* _WHAT YOU SHOULD DO_: After locating the line that contains "Each instance of the meadow" in the records below, write out exactly that line and each line after it through the one that contains "Each instance of the man with", and nothing else.
--- DATA SHOWN ---
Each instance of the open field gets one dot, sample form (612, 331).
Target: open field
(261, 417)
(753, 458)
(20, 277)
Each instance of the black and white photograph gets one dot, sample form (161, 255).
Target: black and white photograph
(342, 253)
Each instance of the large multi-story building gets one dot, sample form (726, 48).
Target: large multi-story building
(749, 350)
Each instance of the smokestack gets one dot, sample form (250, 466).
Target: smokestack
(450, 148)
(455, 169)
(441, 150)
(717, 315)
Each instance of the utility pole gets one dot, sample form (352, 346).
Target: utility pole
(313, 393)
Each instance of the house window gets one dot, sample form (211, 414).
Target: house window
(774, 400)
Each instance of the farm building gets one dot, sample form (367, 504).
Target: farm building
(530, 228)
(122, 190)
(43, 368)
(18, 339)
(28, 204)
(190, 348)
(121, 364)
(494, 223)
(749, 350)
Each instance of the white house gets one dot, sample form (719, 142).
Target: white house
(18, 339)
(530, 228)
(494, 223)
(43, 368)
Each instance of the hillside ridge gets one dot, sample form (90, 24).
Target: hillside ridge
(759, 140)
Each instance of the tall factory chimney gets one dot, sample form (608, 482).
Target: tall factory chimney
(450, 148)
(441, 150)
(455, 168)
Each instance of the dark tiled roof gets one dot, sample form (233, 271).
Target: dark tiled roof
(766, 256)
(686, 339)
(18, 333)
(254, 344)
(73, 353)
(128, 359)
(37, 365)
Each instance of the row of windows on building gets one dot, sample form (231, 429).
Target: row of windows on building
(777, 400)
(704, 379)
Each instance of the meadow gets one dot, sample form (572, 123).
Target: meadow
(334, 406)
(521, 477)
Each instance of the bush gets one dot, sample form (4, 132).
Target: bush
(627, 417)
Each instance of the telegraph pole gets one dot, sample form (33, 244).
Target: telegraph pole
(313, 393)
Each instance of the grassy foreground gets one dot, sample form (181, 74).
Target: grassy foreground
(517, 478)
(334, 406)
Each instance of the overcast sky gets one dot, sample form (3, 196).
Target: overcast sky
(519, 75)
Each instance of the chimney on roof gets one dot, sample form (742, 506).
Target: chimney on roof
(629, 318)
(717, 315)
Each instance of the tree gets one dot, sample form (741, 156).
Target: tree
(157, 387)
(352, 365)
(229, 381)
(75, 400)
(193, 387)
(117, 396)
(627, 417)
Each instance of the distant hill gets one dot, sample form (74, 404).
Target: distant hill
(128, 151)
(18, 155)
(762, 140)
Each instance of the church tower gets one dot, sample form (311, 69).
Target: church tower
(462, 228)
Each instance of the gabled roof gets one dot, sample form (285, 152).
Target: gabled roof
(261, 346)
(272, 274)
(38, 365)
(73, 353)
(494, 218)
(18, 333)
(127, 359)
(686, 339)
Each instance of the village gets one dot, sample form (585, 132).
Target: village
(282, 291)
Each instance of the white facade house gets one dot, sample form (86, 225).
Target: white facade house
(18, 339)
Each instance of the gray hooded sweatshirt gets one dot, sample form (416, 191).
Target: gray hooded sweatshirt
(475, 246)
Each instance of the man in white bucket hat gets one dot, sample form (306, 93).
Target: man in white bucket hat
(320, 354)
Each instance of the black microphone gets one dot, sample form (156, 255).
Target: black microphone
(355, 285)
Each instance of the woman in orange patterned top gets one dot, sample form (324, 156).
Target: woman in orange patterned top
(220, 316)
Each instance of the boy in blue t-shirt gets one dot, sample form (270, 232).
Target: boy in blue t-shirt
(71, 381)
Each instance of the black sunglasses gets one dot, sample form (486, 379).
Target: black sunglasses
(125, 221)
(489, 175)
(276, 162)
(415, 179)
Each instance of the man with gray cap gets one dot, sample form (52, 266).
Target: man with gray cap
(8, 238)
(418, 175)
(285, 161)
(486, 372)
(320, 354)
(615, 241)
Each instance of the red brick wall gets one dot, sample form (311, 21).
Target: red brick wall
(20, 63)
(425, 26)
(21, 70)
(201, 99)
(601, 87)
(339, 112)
---
* _YOUR RESPONSE_:
Each instance of the meadow gets one dot, sample form (572, 123).
Target: meadow
(334, 406)
(521, 477)
Each instance of the bush gets one dot, sample form (4, 132).
Target: bush
(627, 417)
Each instance of the telegraph pole gets one dot, sample form (33, 244).
Target: telegraph pole
(313, 393)
Each instance of the grassy foreground gets one dot, sample form (181, 74).
Target: grassy foreground
(517, 478)
(334, 406)
Each instance of the overcast sky gets one dot, sample form (3, 196).
Target: overcast sky
(519, 75)
Each instance of the chimney on roof gets one dot, sample form (742, 506).
Target: chimney on roof
(629, 318)
(717, 315)
Each instance of the tree gets one dot, sample form (741, 156).
Target: tree
(157, 387)
(352, 365)
(229, 381)
(75, 400)
(193, 387)
(117, 396)
(627, 417)
Each instance of the distant hill gets one dot, sample form (74, 404).
Target: distant hill
(128, 151)
(18, 155)
(762, 140)
Each instance of the church tower gets one dot, sample form (311, 69).
Target: church tower
(462, 228)
Each instance of the gabled roof gets one dot, sample form (285, 152).
Target: gabled roof
(261, 346)
(272, 274)
(38, 365)
(73, 353)
(494, 218)
(18, 333)
(127, 359)
(686, 339)
Each instance of the village gets one dot, sample form (585, 132).
Target: village
(282, 291)
Each instance of the white facade house gets one dot, sample form (86, 225).
Target: white facade house
(18, 339)
Each instance of the gray hooded sweatshirt gets one dot, sample form (416, 191).
Target: gray hooded sweatshirt
(475, 246)
Each instance of the man in white bucket hat gets one dot, sample form (306, 93).
Target: man in white bucket hat
(320, 354)
Each instance of the black microphone gets one dot, sample form (156, 255).
Target: black microphone
(355, 285)
Each instance of the woman in orange patterned top gets one dot, sample form (324, 156).
Target: woman in orange patterned top
(220, 316)
Each instance of the boy in blue t-shirt gets one dot, sample form (270, 232).
Target: boy in blue t-shirt
(71, 381)
Each instance of the black sunglasses gets one dot, sample form (486, 379).
Target: black sunglasses
(125, 221)
(489, 175)
(276, 162)
(415, 179)
Each instance of the man with gray cap gets one dot, sample form (52, 266).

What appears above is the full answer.